Requirement —
Pull out every line of the data that contains the string "nightstand", matching case exactly.

Items —
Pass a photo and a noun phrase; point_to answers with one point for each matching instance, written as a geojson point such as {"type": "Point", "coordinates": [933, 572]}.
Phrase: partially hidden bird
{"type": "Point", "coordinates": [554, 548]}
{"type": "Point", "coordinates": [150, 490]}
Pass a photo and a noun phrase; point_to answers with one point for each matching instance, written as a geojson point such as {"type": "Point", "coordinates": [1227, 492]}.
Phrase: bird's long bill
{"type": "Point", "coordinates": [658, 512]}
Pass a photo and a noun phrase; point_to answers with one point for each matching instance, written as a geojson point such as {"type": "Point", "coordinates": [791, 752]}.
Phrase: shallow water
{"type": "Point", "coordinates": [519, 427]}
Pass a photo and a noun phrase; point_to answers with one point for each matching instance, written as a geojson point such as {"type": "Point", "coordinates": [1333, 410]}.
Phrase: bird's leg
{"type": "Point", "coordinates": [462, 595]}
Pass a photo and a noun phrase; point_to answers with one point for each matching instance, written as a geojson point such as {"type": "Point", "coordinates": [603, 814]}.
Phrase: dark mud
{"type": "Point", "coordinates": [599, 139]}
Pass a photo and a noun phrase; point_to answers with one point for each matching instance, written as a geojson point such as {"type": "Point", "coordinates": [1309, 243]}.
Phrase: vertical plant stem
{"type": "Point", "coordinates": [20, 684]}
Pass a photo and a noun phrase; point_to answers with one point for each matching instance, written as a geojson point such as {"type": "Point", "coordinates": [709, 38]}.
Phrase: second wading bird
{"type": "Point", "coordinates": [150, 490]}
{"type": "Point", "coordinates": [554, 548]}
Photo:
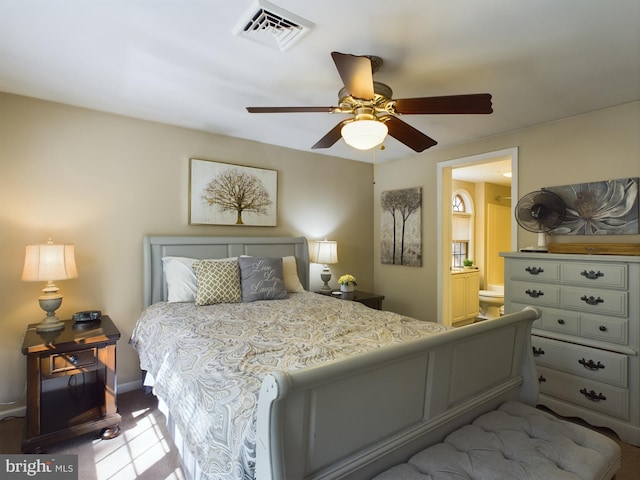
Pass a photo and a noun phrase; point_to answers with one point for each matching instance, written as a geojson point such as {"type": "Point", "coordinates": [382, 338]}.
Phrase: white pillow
{"type": "Point", "coordinates": [291, 279]}
{"type": "Point", "coordinates": [180, 278]}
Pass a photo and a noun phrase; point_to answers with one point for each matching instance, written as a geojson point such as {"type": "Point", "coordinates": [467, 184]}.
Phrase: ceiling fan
{"type": "Point", "coordinates": [374, 111]}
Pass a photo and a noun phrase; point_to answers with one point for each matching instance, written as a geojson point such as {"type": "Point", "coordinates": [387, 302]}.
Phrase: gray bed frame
{"type": "Point", "coordinates": [355, 417]}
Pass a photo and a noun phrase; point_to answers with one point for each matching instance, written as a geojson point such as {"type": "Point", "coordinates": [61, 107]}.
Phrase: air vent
{"type": "Point", "coordinates": [271, 25]}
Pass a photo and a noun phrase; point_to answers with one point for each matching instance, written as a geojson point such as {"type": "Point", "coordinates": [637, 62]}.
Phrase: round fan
{"type": "Point", "coordinates": [540, 212]}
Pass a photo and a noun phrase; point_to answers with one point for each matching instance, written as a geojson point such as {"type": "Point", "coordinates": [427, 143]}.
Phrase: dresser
{"type": "Point", "coordinates": [71, 383]}
{"type": "Point", "coordinates": [587, 342]}
{"type": "Point", "coordinates": [465, 292]}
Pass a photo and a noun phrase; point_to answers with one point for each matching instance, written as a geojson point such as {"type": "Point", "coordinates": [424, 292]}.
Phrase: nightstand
{"type": "Point", "coordinates": [371, 300]}
{"type": "Point", "coordinates": [71, 383]}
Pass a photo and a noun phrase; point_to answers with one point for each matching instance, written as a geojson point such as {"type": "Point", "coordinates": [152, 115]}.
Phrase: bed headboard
{"type": "Point", "coordinates": [156, 247]}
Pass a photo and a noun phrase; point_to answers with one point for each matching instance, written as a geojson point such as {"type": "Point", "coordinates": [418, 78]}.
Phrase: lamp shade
{"type": "Point", "coordinates": [364, 134]}
{"type": "Point", "coordinates": [324, 251]}
{"type": "Point", "coordinates": [49, 262]}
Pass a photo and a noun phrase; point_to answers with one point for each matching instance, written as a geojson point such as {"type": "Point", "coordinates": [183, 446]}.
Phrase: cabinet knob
{"type": "Point", "coordinates": [534, 293]}
{"type": "Point", "coordinates": [591, 300]}
{"type": "Point", "coordinates": [592, 395]}
{"type": "Point", "coordinates": [537, 352]}
{"type": "Point", "coordinates": [534, 270]}
{"type": "Point", "coordinates": [591, 275]}
{"type": "Point", "coordinates": [590, 365]}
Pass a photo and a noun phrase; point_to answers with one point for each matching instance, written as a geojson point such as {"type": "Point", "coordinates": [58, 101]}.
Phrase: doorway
{"type": "Point", "coordinates": [445, 173]}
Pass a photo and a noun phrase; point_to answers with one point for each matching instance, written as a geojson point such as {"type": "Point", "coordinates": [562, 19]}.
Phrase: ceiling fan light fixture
{"type": "Point", "coordinates": [364, 134]}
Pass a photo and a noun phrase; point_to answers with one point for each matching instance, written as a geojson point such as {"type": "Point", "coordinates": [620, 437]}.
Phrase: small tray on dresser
{"type": "Point", "coordinates": [595, 248]}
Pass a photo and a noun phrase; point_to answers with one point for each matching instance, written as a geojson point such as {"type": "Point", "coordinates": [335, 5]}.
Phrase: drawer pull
{"type": "Point", "coordinates": [593, 396]}
{"type": "Point", "coordinates": [537, 352]}
{"type": "Point", "coordinates": [591, 275]}
{"type": "Point", "coordinates": [534, 293]}
{"type": "Point", "coordinates": [590, 365]}
{"type": "Point", "coordinates": [591, 300]}
{"type": "Point", "coordinates": [534, 270]}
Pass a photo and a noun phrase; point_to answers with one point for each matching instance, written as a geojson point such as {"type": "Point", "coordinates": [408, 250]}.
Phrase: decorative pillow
{"type": "Point", "coordinates": [291, 280]}
{"type": "Point", "coordinates": [180, 278]}
{"type": "Point", "coordinates": [218, 281]}
{"type": "Point", "coordinates": [262, 278]}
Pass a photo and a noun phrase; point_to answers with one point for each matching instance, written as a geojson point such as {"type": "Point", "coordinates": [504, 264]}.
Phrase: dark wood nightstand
{"type": "Point", "coordinates": [71, 383]}
{"type": "Point", "coordinates": [371, 300]}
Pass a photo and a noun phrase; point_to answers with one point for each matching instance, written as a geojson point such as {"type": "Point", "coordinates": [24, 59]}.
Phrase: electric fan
{"type": "Point", "coordinates": [540, 212]}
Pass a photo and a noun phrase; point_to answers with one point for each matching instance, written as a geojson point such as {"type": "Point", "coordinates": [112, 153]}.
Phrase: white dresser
{"type": "Point", "coordinates": [587, 342]}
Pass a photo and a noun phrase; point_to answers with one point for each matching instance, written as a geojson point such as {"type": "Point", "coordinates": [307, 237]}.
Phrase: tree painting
{"type": "Point", "coordinates": [401, 227]}
{"type": "Point", "coordinates": [232, 195]}
{"type": "Point", "coordinates": [237, 191]}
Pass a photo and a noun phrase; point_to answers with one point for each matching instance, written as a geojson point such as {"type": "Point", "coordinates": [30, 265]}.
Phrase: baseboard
{"type": "Point", "coordinates": [19, 410]}
{"type": "Point", "coordinates": [16, 411]}
{"type": "Point", "coordinates": [129, 386]}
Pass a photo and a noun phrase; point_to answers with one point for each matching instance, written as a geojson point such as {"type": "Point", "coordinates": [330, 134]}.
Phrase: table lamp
{"type": "Point", "coordinates": [325, 252]}
{"type": "Point", "coordinates": [49, 262]}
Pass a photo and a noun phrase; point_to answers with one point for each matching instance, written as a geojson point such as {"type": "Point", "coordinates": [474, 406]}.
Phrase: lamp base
{"type": "Point", "coordinates": [325, 276]}
{"type": "Point", "coordinates": [50, 324]}
{"type": "Point", "coordinates": [50, 302]}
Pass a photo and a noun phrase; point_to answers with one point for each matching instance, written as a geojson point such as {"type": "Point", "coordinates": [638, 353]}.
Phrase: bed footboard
{"type": "Point", "coordinates": [356, 417]}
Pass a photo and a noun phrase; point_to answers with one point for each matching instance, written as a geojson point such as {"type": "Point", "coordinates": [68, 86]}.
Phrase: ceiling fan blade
{"type": "Point", "coordinates": [405, 133]}
{"type": "Point", "coordinates": [473, 103]}
{"type": "Point", "coordinates": [333, 136]}
{"type": "Point", "coordinates": [356, 74]}
{"type": "Point", "coordinates": [290, 109]}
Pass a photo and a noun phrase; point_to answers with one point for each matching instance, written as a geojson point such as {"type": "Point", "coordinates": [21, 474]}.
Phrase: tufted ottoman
{"type": "Point", "coordinates": [515, 441]}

Correct answer —
Phrase: nightstand
Phrase: dark wood nightstand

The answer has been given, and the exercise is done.